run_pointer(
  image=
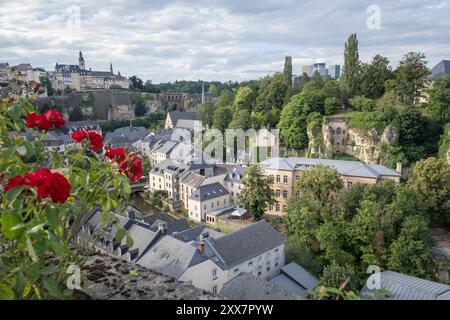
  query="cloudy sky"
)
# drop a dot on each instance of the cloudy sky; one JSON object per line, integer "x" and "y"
{"x": 216, "y": 40}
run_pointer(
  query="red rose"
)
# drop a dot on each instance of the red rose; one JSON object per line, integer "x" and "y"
{"x": 39, "y": 179}
{"x": 116, "y": 154}
{"x": 59, "y": 188}
{"x": 14, "y": 182}
{"x": 79, "y": 136}
{"x": 54, "y": 117}
{"x": 50, "y": 119}
{"x": 48, "y": 184}
{"x": 132, "y": 168}
{"x": 96, "y": 140}
{"x": 32, "y": 119}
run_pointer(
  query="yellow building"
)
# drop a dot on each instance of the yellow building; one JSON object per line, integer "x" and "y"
{"x": 286, "y": 171}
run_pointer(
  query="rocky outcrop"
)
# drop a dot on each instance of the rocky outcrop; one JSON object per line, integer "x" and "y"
{"x": 370, "y": 147}
{"x": 335, "y": 137}
{"x": 110, "y": 278}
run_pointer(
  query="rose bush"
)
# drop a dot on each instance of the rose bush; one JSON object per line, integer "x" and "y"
{"x": 44, "y": 196}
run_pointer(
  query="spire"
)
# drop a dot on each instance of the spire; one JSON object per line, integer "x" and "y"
{"x": 203, "y": 92}
{"x": 81, "y": 63}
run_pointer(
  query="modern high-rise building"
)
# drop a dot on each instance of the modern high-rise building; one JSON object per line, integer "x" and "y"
{"x": 334, "y": 71}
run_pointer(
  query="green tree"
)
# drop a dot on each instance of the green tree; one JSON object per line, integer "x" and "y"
{"x": 225, "y": 99}
{"x": 222, "y": 118}
{"x": 76, "y": 114}
{"x": 140, "y": 109}
{"x": 410, "y": 253}
{"x": 256, "y": 194}
{"x": 292, "y": 124}
{"x": 244, "y": 99}
{"x": 206, "y": 113}
{"x": 47, "y": 84}
{"x": 241, "y": 120}
{"x": 439, "y": 102}
{"x": 321, "y": 185}
{"x": 335, "y": 276}
{"x": 351, "y": 71}
{"x": 410, "y": 76}
{"x": 213, "y": 90}
{"x": 331, "y": 105}
{"x": 431, "y": 182}
{"x": 373, "y": 77}
{"x": 136, "y": 83}
{"x": 287, "y": 72}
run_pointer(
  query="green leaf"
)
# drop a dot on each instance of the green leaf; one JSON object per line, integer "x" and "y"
{"x": 52, "y": 287}
{"x": 10, "y": 221}
{"x": 130, "y": 241}
{"x": 120, "y": 234}
{"x": 31, "y": 250}
{"x": 12, "y": 194}
{"x": 6, "y": 293}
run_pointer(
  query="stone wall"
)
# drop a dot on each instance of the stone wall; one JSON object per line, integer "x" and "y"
{"x": 110, "y": 278}
{"x": 335, "y": 137}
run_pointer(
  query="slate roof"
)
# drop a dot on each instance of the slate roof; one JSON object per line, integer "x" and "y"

------------------------

● **THE REQUEST**: Write out the full listing verbatim, excluding its pictures.

● **RESPONSE**:
run_pointer(
  image=
  query="cloudy sky"
)
# drop a dot on each instance of the cloudy sky; one JSON object per line, integer "x" and "y"
{"x": 216, "y": 40}
run_pointer(
  query="red rose"
)
# drop a dot on each instance of the red rose; one JSON object per line, integer "x" and "y"
{"x": 39, "y": 179}
{"x": 116, "y": 154}
{"x": 59, "y": 188}
{"x": 14, "y": 182}
{"x": 79, "y": 136}
{"x": 54, "y": 117}
{"x": 50, "y": 119}
{"x": 48, "y": 184}
{"x": 132, "y": 168}
{"x": 96, "y": 140}
{"x": 32, "y": 119}
run_pointer(
  query="yellow building"
)
# drop a dot on each instance of the yellow building; one JSON object per line, integer "x" and "y"
{"x": 286, "y": 171}
run_pointer(
  query="rocky outcrop"
)
# drop a dot on each instance of the rocky outcrop; one JSON object per line, integer "x" and "y"
{"x": 370, "y": 147}
{"x": 335, "y": 137}
{"x": 110, "y": 278}
run_pointer(
  query="rose bush"
)
# drop a dot on each instance of the rose bush; one JSON object per line, integer "x" and "y"
{"x": 44, "y": 196}
run_pointer(
  query="spire"
)
# drop a dot on each instance of the spire; one JSON object per line, integer "x" and "y"
{"x": 203, "y": 92}
{"x": 81, "y": 63}
run_pointer(
  query="modern high-rise building"
)
# drop a dot on each instance of the modern high-rise building; one JSON object per line, integer "x" and "y"
{"x": 334, "y": 71}
run_pointer(
  query="green tree"
)
# drop a dot on each instance of the green tree; one JSON object per line, integer "x" and "y"
{"x": 225, "y": 99}
{"x": 222, "y": 118}
{"x": 76, "y": 114}
{"x": 140, "y": 109}
{"x": 410, "y": 253}
{"x": 256, "y": 194}
{"x": 292, "y": 124}
{"x": 244, "y": 99}
{"x": 206, "y": 113}
{"x": 47, "y": 84}
{"x": 241, "y": 120}
{"x": 439, "y": 102}
{"x": 321, "y": 185}
{"x": 335, "y": 276}
{"x": 351, "y": 71}
{"x": 410, "y": 76}
{"x": 213, "y": 90}
{"x": 331, "y": 105}
{"x": 431, "y": 182}
{"x": 373, "y": 77}
{"x": 136, "y": 83}
{"x": 287, "y": 72}
run_pointer(
  query="green leaf"
)
# drop a dot on each instance of the green leaf; one JSON object per line, integer "x" and "y"
{"x": 52, "y": 287}
{"x": 10, "y": 221}
{"x": 130, "y": 241}
{"x": 120, "y": 234}
{"x": 31, "y": 250}
{"x": 12, "y": 194}
{"x": 6, "y": 293}
run_pointer(
  query="stone wall"
)
# drop a dot on each instance of the stone wall; one JSON object per line, integer "x" and "y"
{"x": 110, "y": 278}
{"x": 335, "y": 137}
run_pointer(
  query="slate roof"
)
# drop a dot on each instance of the slate roof; one JSON object per line, integer "x" and "y"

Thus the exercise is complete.